Partant d’une analyse de la situation de Madagascar post-Covid-19, le rapport de la SFI et de la Banque mondiale met en évidence les défauts et lacunes du pays, déjà souvent évoqués, qui empêcheraient le développement du secteur privé et la venue d’investisseurs, comme la gouvernance et l’insuffisance d’infrastructures dans divers domaines. Il avance ensuite des propositions pour améliorer l’environnement des affaires en demandant notamment la réduction « des avantages injustes dont bénéficient certaines entreprises en place », l’adoption d’une loi sur les investissements qui « harmonise les différentes lois et réglementations […], une condition primordiale permettant de renforcer la confiance des investisseurs » ; et l’accélération de « réformes » qui motiveraient de nouvelles entreprises à s’installer, en citant « le transfert de propriété ».

Dans ce rapport, un chapitre consacré aux terres souligne que le marché foncier à Madagascar ne fonctionne pas à cause d’un régime foncier précaire qui limite l’accès à la terre pour la production agricole et le développement des entreprises du secteur privé. Selon le rapport, les étrangers ne peuvent pas acquérir définitivement des terres, et le cadre de la location n’offre pas une sécurité suffisante pour les investissements à long terme. Aussi, la mise à jour du cadre juridique et de la Loi-cadre sur le zonage est suggérée, pour clarifier les procédures relatives aux zones d’investissement, y compris les zones d’investissement agricole. L’adoption de la loi sur les propriétés foncières privées titrées, qui vise à faciliter les procédures de transfert des terres et à créer la possibilité d’acquérir des terres est également avancée.

■ Ce qu'il faut
D'après l'extrait sur le foncier à Madagascar, qu'est-ce que les étrangers ne peuvent pas faire ? Les enregistrements n'ont aucun rapport avec l'extrait.

■ Données à examiner
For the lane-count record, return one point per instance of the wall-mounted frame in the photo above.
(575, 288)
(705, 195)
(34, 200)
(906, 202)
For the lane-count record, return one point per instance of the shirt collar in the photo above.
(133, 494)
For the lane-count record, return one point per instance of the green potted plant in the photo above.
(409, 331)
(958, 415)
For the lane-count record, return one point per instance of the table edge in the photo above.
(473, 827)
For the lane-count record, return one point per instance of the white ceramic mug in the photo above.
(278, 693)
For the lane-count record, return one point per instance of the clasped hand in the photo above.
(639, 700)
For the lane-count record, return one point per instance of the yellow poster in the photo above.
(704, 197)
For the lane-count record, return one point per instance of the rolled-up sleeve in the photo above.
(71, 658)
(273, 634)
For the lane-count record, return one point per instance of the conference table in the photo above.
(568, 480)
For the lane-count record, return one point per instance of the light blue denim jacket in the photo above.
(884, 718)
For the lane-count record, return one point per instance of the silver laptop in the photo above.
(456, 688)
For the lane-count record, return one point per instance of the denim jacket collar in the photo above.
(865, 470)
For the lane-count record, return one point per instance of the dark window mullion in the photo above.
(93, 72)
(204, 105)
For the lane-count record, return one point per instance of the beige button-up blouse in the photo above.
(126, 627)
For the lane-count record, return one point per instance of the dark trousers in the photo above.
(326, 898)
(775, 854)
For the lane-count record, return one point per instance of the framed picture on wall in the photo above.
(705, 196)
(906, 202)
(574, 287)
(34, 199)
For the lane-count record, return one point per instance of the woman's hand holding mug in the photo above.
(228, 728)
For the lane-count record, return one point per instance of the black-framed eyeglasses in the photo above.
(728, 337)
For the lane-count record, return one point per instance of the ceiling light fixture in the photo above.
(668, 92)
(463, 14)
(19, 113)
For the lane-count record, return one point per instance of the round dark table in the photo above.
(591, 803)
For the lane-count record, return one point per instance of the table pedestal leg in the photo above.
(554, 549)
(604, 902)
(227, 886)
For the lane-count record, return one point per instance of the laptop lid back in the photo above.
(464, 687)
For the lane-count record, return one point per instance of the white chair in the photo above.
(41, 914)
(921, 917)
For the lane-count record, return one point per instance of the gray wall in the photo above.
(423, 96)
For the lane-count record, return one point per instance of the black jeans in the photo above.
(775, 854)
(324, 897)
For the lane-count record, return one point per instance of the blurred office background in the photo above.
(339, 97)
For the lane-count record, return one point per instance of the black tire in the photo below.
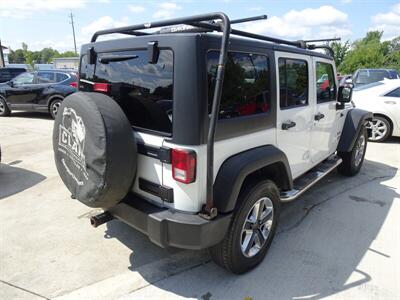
(228, 253)
(381, 129)
(4, 109)
(55, 107)
(94, 149)
(352, 162)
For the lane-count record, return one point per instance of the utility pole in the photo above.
(73, 30)
(2, 62)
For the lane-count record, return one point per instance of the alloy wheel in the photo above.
(257, 227)
(378, 129)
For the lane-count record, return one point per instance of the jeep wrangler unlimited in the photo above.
(195, 137)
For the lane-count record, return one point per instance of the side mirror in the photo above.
(345, 93)
(349, 81)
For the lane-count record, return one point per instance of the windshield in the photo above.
(143, 90)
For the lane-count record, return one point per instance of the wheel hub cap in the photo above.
(257, 227)
(378, 129)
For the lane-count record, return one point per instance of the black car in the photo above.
(8, 73)
(37, 91)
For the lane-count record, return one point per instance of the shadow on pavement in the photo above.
(31, 115)
(320, 242)
(14, 180)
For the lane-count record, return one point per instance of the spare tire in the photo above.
(94, 149)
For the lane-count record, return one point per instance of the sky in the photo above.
(46, 23)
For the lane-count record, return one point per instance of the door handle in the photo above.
(319, 116)
(288, 124)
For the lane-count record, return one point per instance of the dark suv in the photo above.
(7, 73)
(37, 91)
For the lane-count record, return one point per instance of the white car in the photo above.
(383, 100)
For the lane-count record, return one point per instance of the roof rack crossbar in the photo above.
(248, 34)
(250, 19)
(322, 40)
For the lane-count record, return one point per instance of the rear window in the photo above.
(61, 77)
(143, 90)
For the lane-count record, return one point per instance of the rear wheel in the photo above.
(353, 160)
(55, 107)
(252, 229)
(380, 129)
(4, 109)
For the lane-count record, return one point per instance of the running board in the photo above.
(304, 182)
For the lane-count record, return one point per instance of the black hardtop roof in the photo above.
(126, 42)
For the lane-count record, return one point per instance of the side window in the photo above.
(246, 89)
(45, 77)
(61, 77)
(326, 85)
(394, 93)
(24, 78)
(293, 82)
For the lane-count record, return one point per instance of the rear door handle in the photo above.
(319, 116)
(288, 124)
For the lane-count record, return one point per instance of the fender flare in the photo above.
(355, 120)
(51, 97)
(237, 168)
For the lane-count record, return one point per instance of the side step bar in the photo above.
(304, 182)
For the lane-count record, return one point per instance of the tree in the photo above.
(340, 51)
(368, 52)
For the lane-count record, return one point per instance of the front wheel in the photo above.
(55, 107)
(252, 229)
(380, 129)
(353, 160)
(4, 109)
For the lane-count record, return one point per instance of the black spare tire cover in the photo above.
(94, 149)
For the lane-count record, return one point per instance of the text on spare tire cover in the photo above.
(71, 142)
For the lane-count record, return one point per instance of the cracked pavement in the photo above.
(340, 240)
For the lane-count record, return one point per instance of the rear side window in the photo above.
(5, 75)
(143, 90)
(246, 89)
(394, 93)
(293, 82)
(61, 77)
(326, 85)
(45, 77)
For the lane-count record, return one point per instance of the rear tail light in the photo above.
(101, 87)
(184, 165)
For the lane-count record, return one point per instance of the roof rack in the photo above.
(208, 23)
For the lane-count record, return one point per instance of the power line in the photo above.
(73, 30)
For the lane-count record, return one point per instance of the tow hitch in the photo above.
(100, 219)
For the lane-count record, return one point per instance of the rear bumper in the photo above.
(170, 228)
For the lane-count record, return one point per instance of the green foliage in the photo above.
(340, 50)
(371, 52)
(44, 56)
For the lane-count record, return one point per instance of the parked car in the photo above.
(383, 100)
(366, 76)
(197, 146)
(37, 91)
(7, 73)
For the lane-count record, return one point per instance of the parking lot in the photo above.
(341, 240)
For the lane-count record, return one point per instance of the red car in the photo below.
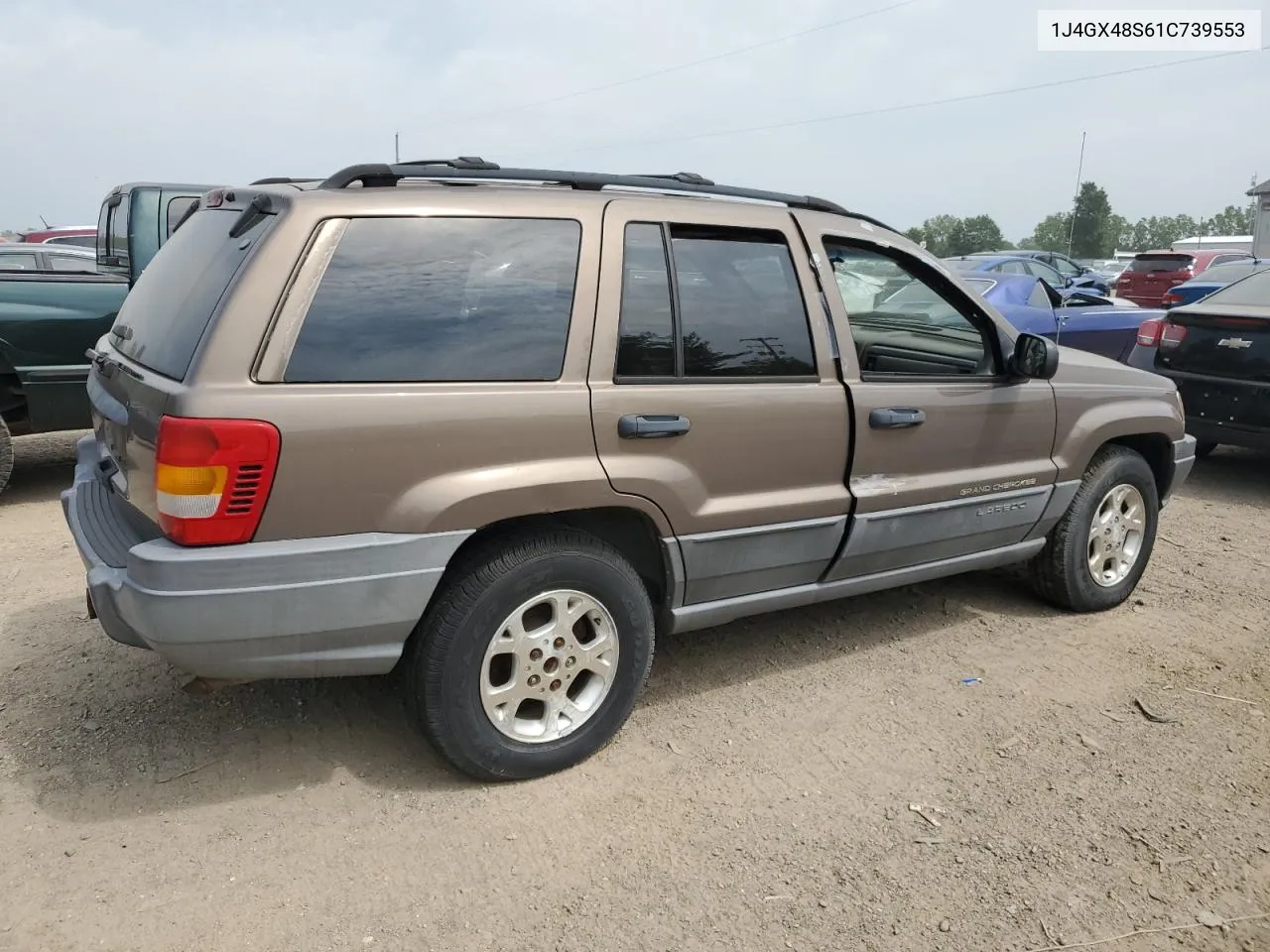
(1152, 273)
(81, 236)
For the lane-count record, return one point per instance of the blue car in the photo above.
(1078, 276)
(1213, 280)
(1080, 318)
(1008, 264)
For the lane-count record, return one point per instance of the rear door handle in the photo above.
(894, 417)
(652, 425)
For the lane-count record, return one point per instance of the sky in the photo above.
(102, 93)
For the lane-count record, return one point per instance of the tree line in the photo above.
(1095, 232)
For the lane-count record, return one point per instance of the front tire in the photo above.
(531, 656)
(1095, 556)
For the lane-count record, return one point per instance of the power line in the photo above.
(905, 107)
(606, 86)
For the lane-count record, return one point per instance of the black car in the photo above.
(1218, 353)
(1079, 275)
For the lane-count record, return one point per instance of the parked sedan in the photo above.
(1008, 264)
(1213, 280)
(1033, 306)
(1078, 275)
(1218, 353)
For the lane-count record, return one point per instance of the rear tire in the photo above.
(531, 656)
(5, 454)
(1093, 557)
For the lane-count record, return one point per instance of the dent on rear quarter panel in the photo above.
(1092, 416)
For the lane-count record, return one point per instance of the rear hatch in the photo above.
(1218, 350)
(144, 361)
(1151, 275)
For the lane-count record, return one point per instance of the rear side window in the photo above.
(172, 303)
(177, 208)
(77, 240)
(734, 309)
(114, 235)
(441, 299)
(77, 264)
(1159, 263)
(18, 263)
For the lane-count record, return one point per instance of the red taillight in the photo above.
(1148, 334)
(212, 477)
(1171, 335)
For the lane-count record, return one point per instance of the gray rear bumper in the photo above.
(303, 608)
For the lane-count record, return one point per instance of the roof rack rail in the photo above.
(285, 180)
(471, 169)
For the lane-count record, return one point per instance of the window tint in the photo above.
(740, 306)
(175, 298)
(1039, 270)
(908, 326)
(441, 299)
(645, 345)
(73, 263)
(117, 232)
(177, 209)
(17, 263)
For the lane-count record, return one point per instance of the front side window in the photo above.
(907, 326)
(416, 299)
(711, 303)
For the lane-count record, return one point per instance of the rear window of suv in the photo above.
(1160, 263)
(416, 299)
(172, 303)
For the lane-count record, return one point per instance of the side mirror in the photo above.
(1035, 357)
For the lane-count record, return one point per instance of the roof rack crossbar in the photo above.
(384, 176)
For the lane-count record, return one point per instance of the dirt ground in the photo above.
(761, 797)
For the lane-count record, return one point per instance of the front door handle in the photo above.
(652, 425)
(894, 417)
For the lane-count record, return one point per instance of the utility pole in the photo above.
(1080, 171)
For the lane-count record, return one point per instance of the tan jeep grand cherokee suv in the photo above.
(503, 426)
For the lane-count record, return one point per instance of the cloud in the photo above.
(143, 89)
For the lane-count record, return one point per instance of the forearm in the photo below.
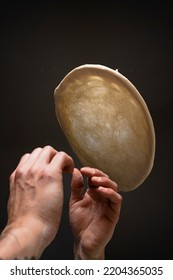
(17, 243)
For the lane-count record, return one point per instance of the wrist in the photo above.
(21, 242)
(81, 253)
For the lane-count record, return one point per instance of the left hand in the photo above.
(94, 213)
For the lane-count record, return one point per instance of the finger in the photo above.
(104, 182)
(110, 194)
(22, 160)
(77, 186)
(30, 159)
(45, 156)
(62, 161)
(90, 172)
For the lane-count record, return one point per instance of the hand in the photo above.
(94, 213)
(35, 203)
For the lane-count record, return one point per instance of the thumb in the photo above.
(77, 186)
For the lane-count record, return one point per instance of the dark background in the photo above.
(39, 44)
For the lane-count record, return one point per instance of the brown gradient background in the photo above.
(40, 44)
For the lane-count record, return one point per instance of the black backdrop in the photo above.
(40, 44)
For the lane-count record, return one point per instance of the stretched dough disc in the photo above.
(107, 123)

■ Votre réponse
Ils ne peuvent pas acquérir définitivement des terres.